[[ SELECTED TEXT, beginning ]]

This essay examines the intersection of sexual offending, moral absence, and professional neutrality through the lens of both theatrical performance and real-world mediation. Drawing on personal experience as an actor portraying an accused child sexual offender and later as a professional mediator working with a convicted offender, the essay explores the concept of evil as the absence of a moral core, the limits of empathy, and the ethical demands placed on mediators operating within child welfare and family law contexts.
Background: Representation of Sexual Offending in Theatre
In October 1984, while working as an actor in London, I was cast in the lead role of Clark Davis in a production of Miguel Piñero’s Short Eyes, staged at the Man in the Moon Theatre on the King’s Road. Short Eyes is a landmark American prison drama set in a holding cell, focusing on incarcerated men awaiting trial.
The character I portrayed had been accused of sexually molesting a young girl.

[[ SELECTED TEXT, end ]]
[[ DATA LISTING, beginning ]]

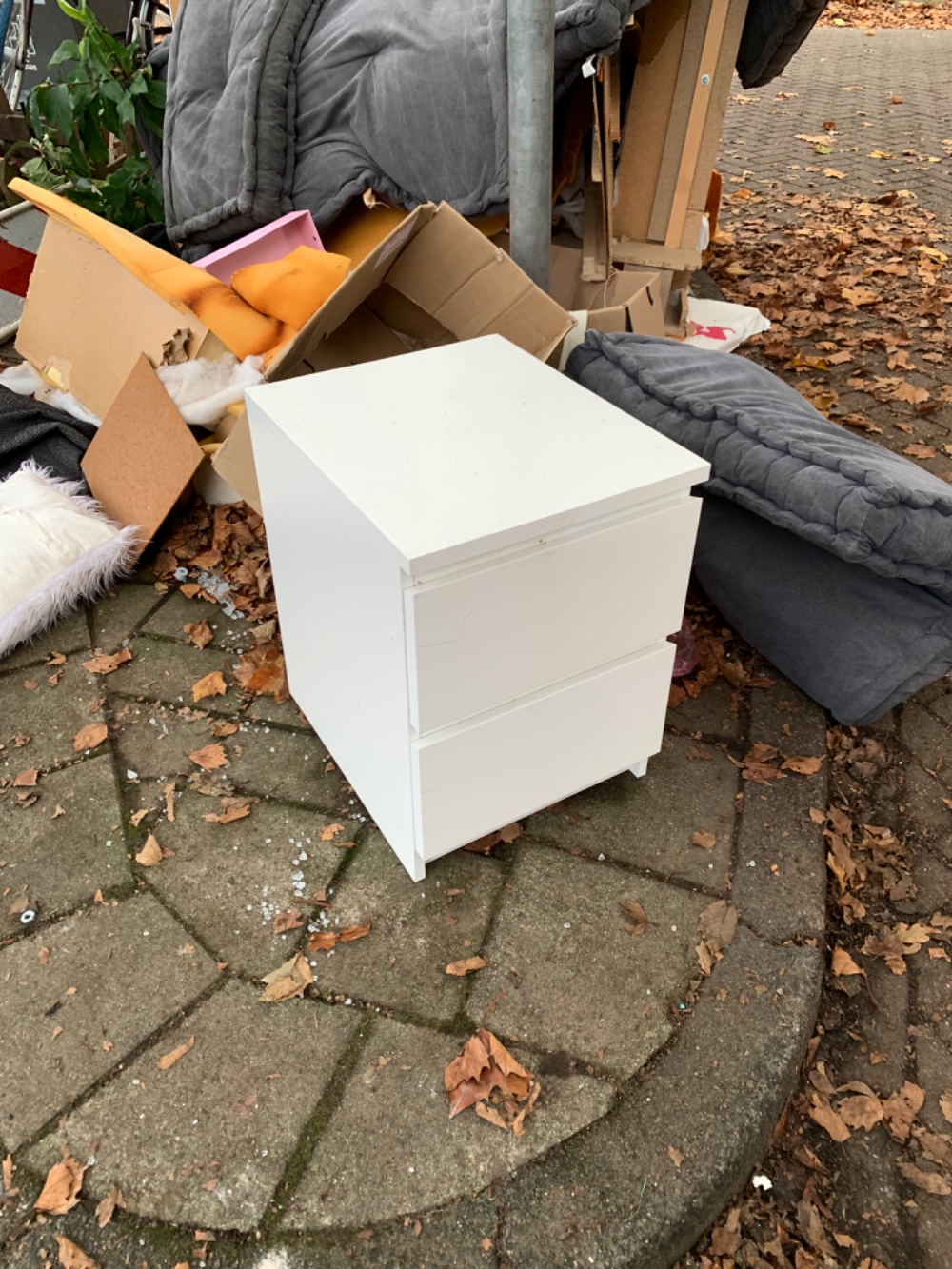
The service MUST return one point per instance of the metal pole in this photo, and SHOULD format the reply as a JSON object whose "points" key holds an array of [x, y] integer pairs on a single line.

[[ DATA LISTING, end ]]
[[ DATA LISTING, beginning ]]

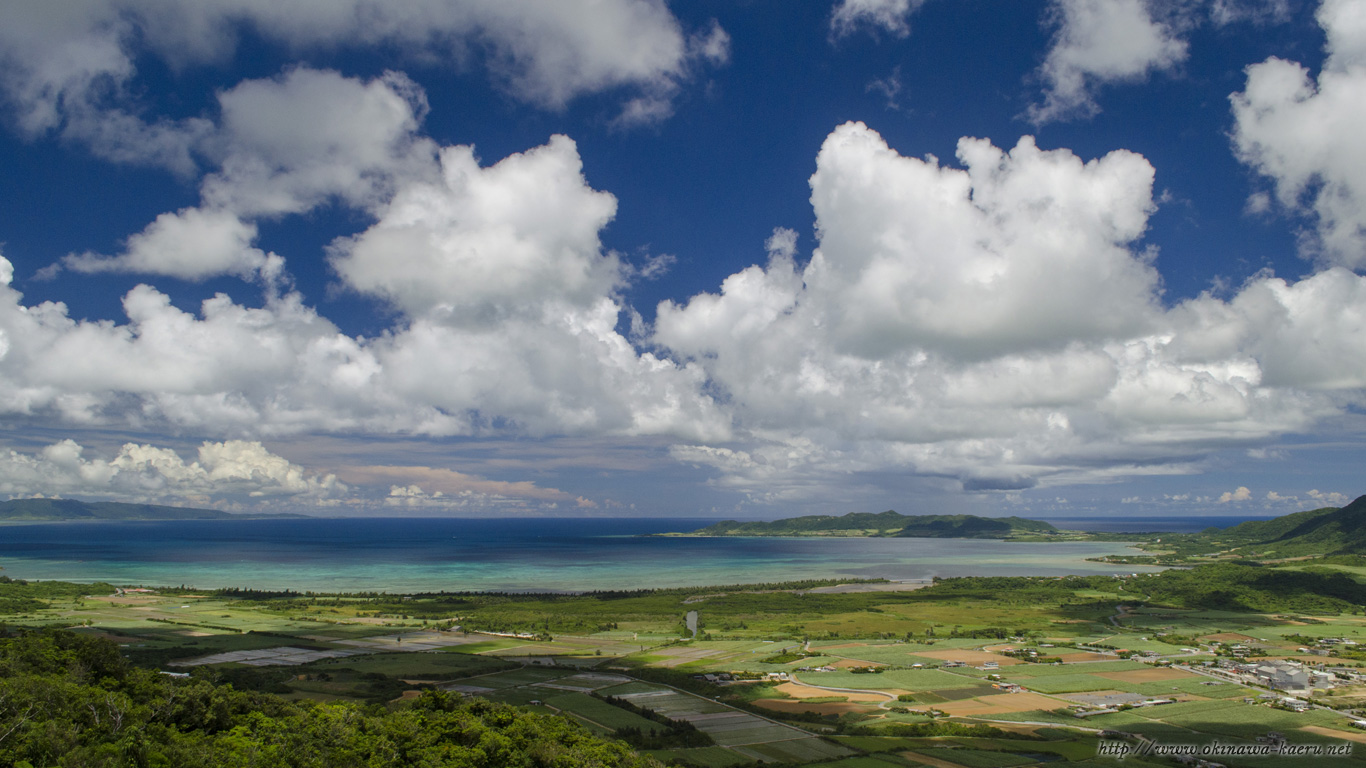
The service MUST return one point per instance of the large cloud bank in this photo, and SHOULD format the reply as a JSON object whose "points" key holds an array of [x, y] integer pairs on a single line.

[[ DATA LISTING, end ]]
[[ DATA LISTING, beginning ]]

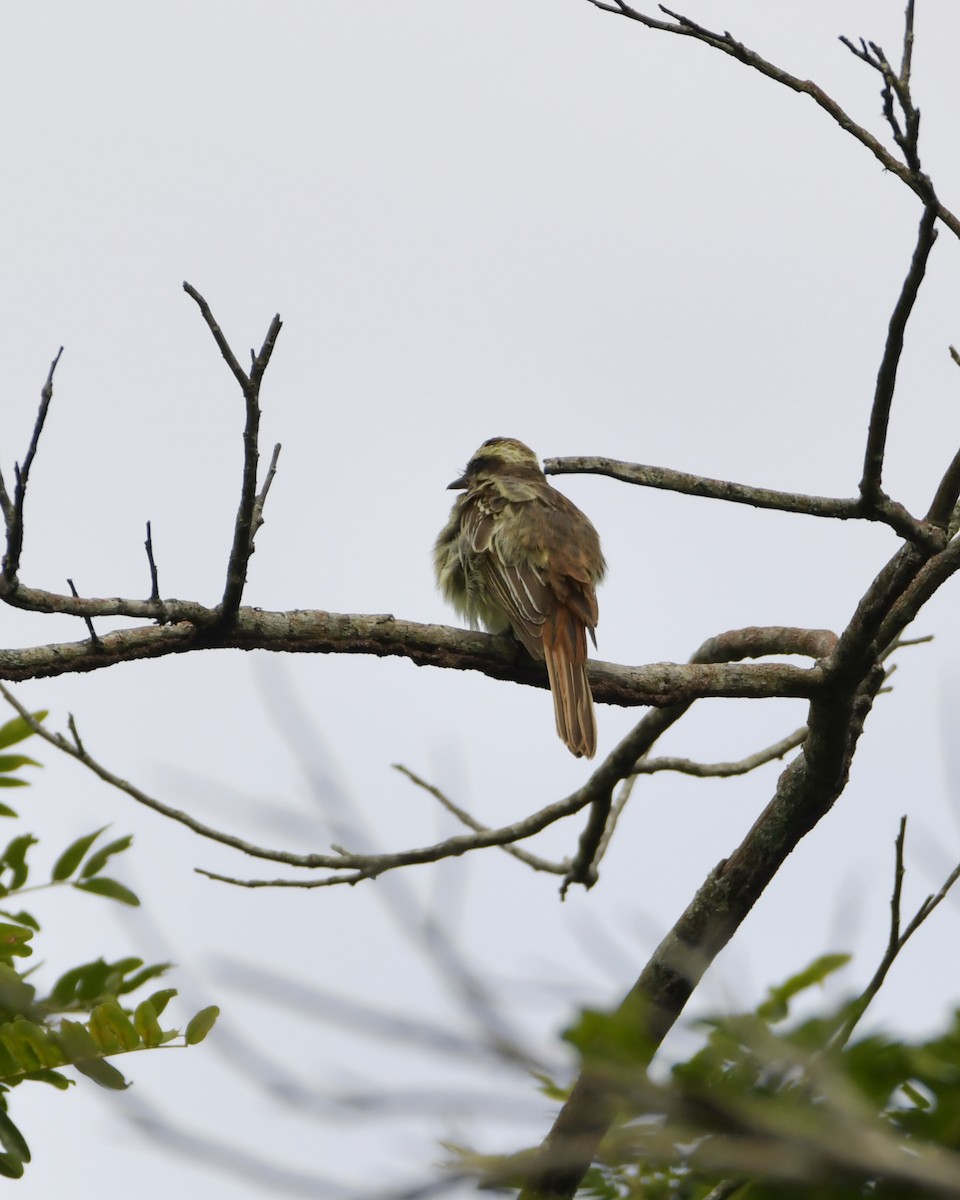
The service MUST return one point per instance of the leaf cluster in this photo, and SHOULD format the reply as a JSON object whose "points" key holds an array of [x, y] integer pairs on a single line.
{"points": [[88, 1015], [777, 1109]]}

[[ DATA LISTING, end ]]

REQUIREMENT 1:
Reproduce the passage of the essay on sexual offending and moral absence word for word, starting with "This essay examines" and going on through "family law contexts.".
REQUIREMENT 2:
Write the next part of the essay on sexual offending and moral absence, picking up after its final sentence.

ANSWER BOX 1:
This essay examines the intersection of sexual offending, moral absence, and professional neutrality through the lens of both theatrical performance and real-world mediation. Drawing on personal experience as an actor portraying an accused child sexual offender and later as a professional mediator working with a convicted offender, the essay explores the concept of evil as the absence of a moral core, the limits of empathy, and the ethical demands placed on mediators operating within child welfare and family law contexts.

ANSWER BOX 2:
From a performance standpoint, the role was exceptionally demanding. Piñero’s text confronts audiences with the raw social dynamics of incarceration, moral judgment, and violence. At the time, I believed my portrayal was technically sound and emotionally rigorous. What I did not yet recognize was that my performance lacked an essential psychological dimension: an understanding of moral vacancy rather than emotional motivation.
Transition to Mediation Practice
I left the acting profession in 2002 and now work as a mediator through my company, Magnum Mediation, and as a volunteer for court-adjacent and community agencies. Recently, I was assigned to mediate a case involving a convicted sexual offender whose children had been removed by the court and placed into the adoption system. The other parent was absent and unlocatable.
Prior to the mediation, I reviewed extensive court documentation detailing the offenses. Despite prior experience mediating high-conflict cases—including individuals displaying traits associated with malignant narcissism—this case produced an unusual degree of professional apprehension.
Observations from the Mediation Process
The mediation was conducted online. The individual presented as physically unremarkable and non-threatening, a sharp contrast to the severity of their criminal conduct. This incongruence between appearance and behavior is well-documented in both forensic psychology and family court proceedings involving sexual offenders.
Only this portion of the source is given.